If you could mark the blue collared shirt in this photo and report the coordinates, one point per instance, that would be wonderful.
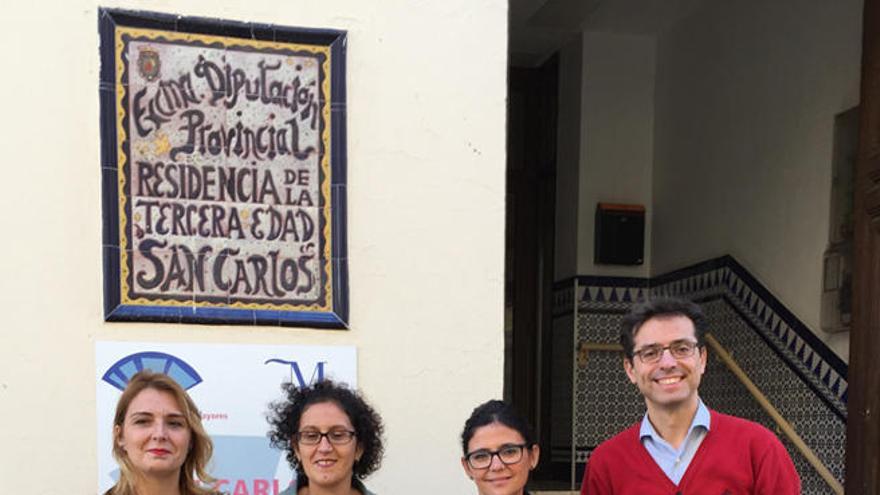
(674, 462)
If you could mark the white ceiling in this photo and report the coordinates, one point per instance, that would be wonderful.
(540, 27)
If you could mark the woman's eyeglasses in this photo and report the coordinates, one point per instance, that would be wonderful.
(336, 436)
(508, 454)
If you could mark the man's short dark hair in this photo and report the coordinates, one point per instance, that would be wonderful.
(663, 307)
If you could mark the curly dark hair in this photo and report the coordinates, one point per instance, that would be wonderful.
(284, 417)
(662, 307)
(496, 411)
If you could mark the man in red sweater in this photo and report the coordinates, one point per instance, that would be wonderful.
(681, 447)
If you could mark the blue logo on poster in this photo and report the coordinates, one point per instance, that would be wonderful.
(121, 372)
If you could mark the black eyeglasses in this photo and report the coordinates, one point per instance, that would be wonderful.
(338, 436)
(508, 454)
(680, 349)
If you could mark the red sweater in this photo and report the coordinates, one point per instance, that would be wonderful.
(736, 457)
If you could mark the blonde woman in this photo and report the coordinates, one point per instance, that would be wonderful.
(159, 441)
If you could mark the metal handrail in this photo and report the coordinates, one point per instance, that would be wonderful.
(784, 425)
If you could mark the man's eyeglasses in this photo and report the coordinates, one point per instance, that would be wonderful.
(338, 436)
(508, 454)
(679, 349)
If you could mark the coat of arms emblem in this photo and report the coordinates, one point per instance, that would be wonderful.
(148, 64)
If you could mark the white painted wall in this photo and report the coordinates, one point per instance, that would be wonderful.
(426, 119)
(745, 103)
(617, 137)
(568, 158)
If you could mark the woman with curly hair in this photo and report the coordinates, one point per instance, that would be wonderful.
(333, 438)
(158, 440)
(499, 449)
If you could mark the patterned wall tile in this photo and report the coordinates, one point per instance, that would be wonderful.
(796, 372)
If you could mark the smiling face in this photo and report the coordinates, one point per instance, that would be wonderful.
(327, 465)
(154, 435)
(670, 383)
(500, 478)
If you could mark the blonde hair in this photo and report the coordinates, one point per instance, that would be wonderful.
(192, 473)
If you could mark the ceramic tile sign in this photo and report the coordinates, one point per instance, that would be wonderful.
(223, 171)
(232, 385)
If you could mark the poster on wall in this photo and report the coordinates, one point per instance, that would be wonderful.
(223, 171)
(232, 385)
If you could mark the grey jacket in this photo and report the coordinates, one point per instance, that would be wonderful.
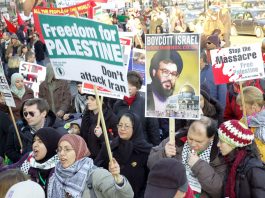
(210, 175)
(104, 186)
(258, 122)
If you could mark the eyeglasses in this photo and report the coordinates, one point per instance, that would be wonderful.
(126, 127)
(65, 150)
(26, 113)
(165, 73)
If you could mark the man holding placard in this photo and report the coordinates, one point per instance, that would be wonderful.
(205, 167)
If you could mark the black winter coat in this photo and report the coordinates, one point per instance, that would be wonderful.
(150, 125)
(5, 123)
(250, 178)
(89, 122)
(26, 134)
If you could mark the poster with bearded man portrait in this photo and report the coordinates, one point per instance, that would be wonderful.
(172, 74)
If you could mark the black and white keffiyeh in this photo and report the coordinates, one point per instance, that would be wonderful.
(71, 180)
(31, 162)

◇ ◇ ◇ ◇ ◇

#### [Task brief]
The response should be the lines from the one containing "If you could mark the blonde hair" through the final line of the records, reproduced exactly and with every picture left out.

#### [Solution to the exercise]
If you could mark the blonde hair in this photo and report the coordinates, one point per instance, that would be wonderful.
(192, 473)
If you could mark the ceramic tile sign in this photo and report the coordinates, one point per instance, that would be wonderful.
(223, 171)
(232, 385)
If you could mark the poster on wall in this photo and report the coordinates, one point per instance, that would be wonderful.
(223, 171)
(232, 385)
If you could mark the grey jacket in this photo and report the coordinates, one point per instance, that would be wonderful.
(210, 175)
(104, 186)
(258, 122)
If you could mark the eyeglasses in this photo and report the coordinates, one point per instance, that would be wonderful.
(126, 127)
(65, 150)
(26, 113)
(165, 73)
If you could mark the man holding placard in this photo and report the coordinates, one point per instance, that would be wonderful.
(205, 167)
If you could mark the black winter coat in this photo and report the coordinates, one point per instance, that would be wonderful.
(150, 125)
(5, 123)
(250, 178)
(89, 122)
(26, 134)
If you could mark the poster with bearded man portrait in this photo and report the coordinates, one point per instance, that would be wonderful.
(172, 74)
If you could mark the black and white keffiyeh in this photo and report the coordinates, one point per instance, that would be wonderful.
(71, 180)
(31, 162)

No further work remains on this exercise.